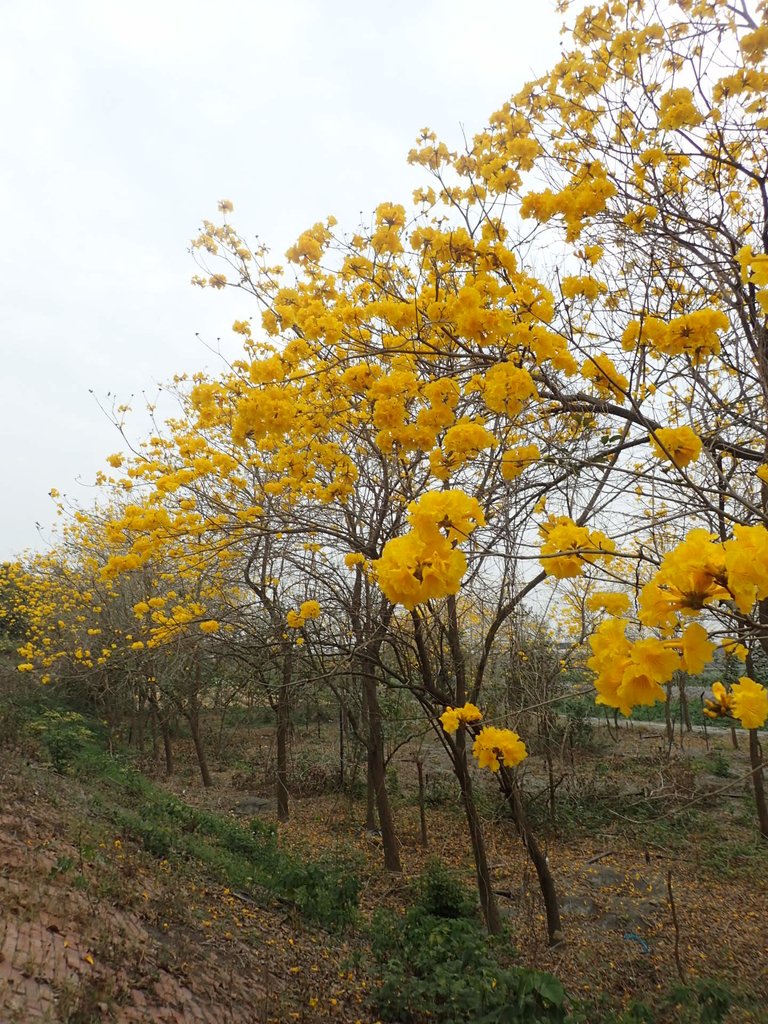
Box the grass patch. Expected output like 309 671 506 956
4 691 360 932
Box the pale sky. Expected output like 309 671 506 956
1 0 561 560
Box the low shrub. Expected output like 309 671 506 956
370 860 567 1024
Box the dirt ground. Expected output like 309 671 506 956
1 715 767 1023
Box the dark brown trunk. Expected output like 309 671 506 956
188 704 213 788
749 729 768 841
151 695 174 775
361 680 377 830
678 674 692 732
501 769 563 945
338 704 345 789
364 674 401 871
276 646 292 822
453 733 502 935
664 682 674 746
416 759 428 847
149 702 159 762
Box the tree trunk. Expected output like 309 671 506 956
161 718 174 776
275 646 292 823
678 673 692 732
416 759 428 847
187 703 213 788
148 690 174 775
338 704 345 790
149 702 159 762
749 729 768 841
453 732 502 935
361 678 377 830
664 682 675 750
500 768 563 945
363 673 401 871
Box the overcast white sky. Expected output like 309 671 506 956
1 0 561 560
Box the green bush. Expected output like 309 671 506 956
415 857 477 919
25 708 98 773
370 861 567 1023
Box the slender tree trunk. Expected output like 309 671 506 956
149 701 159 762
148 691 173 775
161 718 174 776
749 729 768 841
416 759 428 847
678 674 692 732
338 704 345 790
453 733 502 935
500 768 563 945
445 594 501 933
360 677 377 830
187 702 213 788
540 710 557 824
364 673 401 871
275 646 292 822
135 699 145 753
664 682 675 750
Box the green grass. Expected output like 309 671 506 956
4 690 361 931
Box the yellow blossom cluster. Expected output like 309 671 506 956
639 526 768 627
580 354 628 403
649 426 702 469
586 591 630 616
539 516 615 579
736 246 768 314
500 444 540 481
704 678 768 730
622 310 729 364
374 491 485 610
286 601 322 629
439 702 483 733
439 704 527 771
472 726 528 772
588 619 715 717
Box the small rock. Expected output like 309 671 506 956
560 895 599 918
235 797 275 814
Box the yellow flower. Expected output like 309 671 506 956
650 426 702 469
500 444 540 481
439 702 483 734
638 529 728 628
440 708 461 734
581 354 628 402
730 677 768 730
299 600 321 620
724 524 768 613
472 726 527 771
658 87 703 130
678 622 714 675
703 682 732 720
199 620 220 634
482 362 538 417
539 516 614 578
720 638 748 662
286 610 305 629
374 532 467 610
586 591 630 616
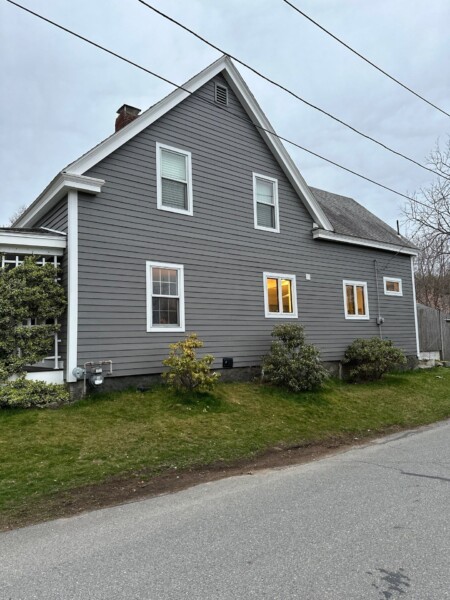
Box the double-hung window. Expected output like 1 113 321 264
156 143 193 215
263 273 298 318
253 173 279 232
383 277 402 296
146 261 185 332
343 280 369 320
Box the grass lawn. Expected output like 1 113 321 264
1 368 450 530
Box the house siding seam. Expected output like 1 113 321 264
71 74 416 378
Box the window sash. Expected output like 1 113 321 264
343 281 369 319
156 143 192 215
264 273 297 318
383 277 402 296
253 174 279 232
146 262 185 332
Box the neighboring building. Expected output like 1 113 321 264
1 56 419 392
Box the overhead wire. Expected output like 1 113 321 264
5 0 432 212
282 0 450 119
136 0 450 183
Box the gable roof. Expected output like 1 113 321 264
311 187 417 255
16 55 333 231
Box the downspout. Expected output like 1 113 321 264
374 260 383 339
439 308 445 361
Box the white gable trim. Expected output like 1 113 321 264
312 229 418 256
15 173 105 228
67 56 333 231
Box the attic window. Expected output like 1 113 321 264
215 83 228 106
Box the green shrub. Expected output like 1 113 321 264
343 337 407 381
162 333 220 393
0 255 66 381
0 377 69 409
262 324 328 392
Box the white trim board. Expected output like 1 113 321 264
14 173 104 228
383 276 403 296
253 173 280 233
343 280 370 320
263 272 298 318
146 261 185 333
411 256 420 358
156 142 193 216
0 231 66 254
66 190 79 383
313 229 418 256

◆ **WHAT NEEDS TO BE DONE**:
Everything in the records above must be repeated exactly, apart from the pictures.

◆ **EXERCISE RESULT**:
Box the grass patch. Expected output like 309 671 506 956
4 691 360 932
Box the pale sky. Expected output like 309 671 506 956
1 0 561 560
Box the low shrub. Expected output like 309 671 506 956
370 860 567 1024
Box the dirt ground. Expected output like 309 671 506 956
1 715 767 1023
Box the dark brown trunk. Expected output like 309 671 506 956
188 704 213 788
749 729 768 841
151 695 174 775
361 680 377 830
678 674 692 732
501 769 563 945
338 704 345 789
364 674 401 871
276 646 292 822
453 733 502 935
664 682 674 746
416 759 428 847
149 702 159 762
Box the tree trunk. Expected output like 309 671 506 956
161 718 174 776
275 646 292 823
678 673 692 732
416 759 428 847
187 703 213 788
148 690 174 775
338 704 345 790
149 702 159 762
749 729 768 841
453 732 502 935
361 678 377 830
664 682 675 750
500 768 563 945
363 673 401 871
Box the overcast white sky. Expected output like 309 671 506 956
1 0 561 560
Box the green bush. Expected output like 309 671 506 956
415 857 477 919
25 708 98 773
370 861 567 1023
Box the slender tree trunk. Expected output like 309 671 506 956
149 701 159 762
148 691 173 775
161 718 174 776
749 729 768 841
416 759 428 847
678 674 692 732
338 704 345 790
453 733 502 935
500 768 563 945
445 594 501 933
360 677 377 830
187 702 213 788
540 710 557 824
364 673 401 871
275 646 292 822
135 699 145 753
664 682 675 750
Box the green grass. Expected output like 309 671 506 956
4 690 361 931
Box the yellow blossom cluster. Expected output like 309 671 506 956
639 526 768 627
580 354 628 403
649 426 702 469
586 591 630 616
539 516 615 579
736 246 768 314
500 444 540 481
704 678 768 730
622 310 729 364
374 491 485 610
286 601 322 629
439 702 483 733
439 704 527 771
472 726 528 772
588 619 715 717
Box the small rock. Expected output like 309 671 506 956
560 895 599 918
235 797 275 814
Box the yellow flower. Expected output like 309 671 506 956
650 426 702 469
500 444 540 481
439 702 483 734
638 529 728 628
440 708 461 734
581 354 628 402
730 677 768 730
299 600 321 620
724 524 768 613
472 726 527 771
658 87 703 130
678 622 714 675
703 682 732 720
199 620 220 634
482 362 538 417
539 516 614 578
720 638 748 662
286 610 305 629
374 532 467 610
586 591 630 616
Box the double-hung window. Expected output like 1 113 321 264
156 143 193 215
263 273 298 318
253 173 279 232
383 277 402 296
146 261 185 332
343 280 369 320
Box the grass lawn. Expected output like 1 113 321 264
1 368 450 530
Box the house siding seam. Expected output like 1 113 321 264
71 74 416 378
Box the window sash. Expected output like 1 113 321 264
343 281 369 319
156 143 192 215
264 273 297 318
383 277 402 296
253 174 279 232
146 262 185 332
Box the neighboring building. Expected output like 1 113 321 264
1 56 419 392
Box the overhead wire. Expected output like 1 113 321 264
5 0 432 212
282 0 450 119
136 0 450 183
Box the gable roof. Expected output like 1 113 321 264
311 187 417 255
16 55 333 231
Box the downspout. Expected output like 1 113 321 264
374 260 383 339
439 308 445 361
Box the white gable trim. Expected output like 1 113 321 264
312 229 418 256
15 173 105 228
67 56 333 231
Box the attic window. Expected output like 1 113 321 264
215 83 228 106
Box the green shrub. Expected output like 1 113 321 264
343 337 407 381
162 333 220 393
0 255 66 381
0 377 69 409
262 324 328 392
Box the white trim board. Expected output like 1 113 321 264
14 173 104 228
383 276 403 296
253 173 280 233
343 280 370 320
263 272 298 318
146 261 185 333
411 256 420 358
156 142 193 216
0 231 66 254
66 190 79 383
313 229 418 256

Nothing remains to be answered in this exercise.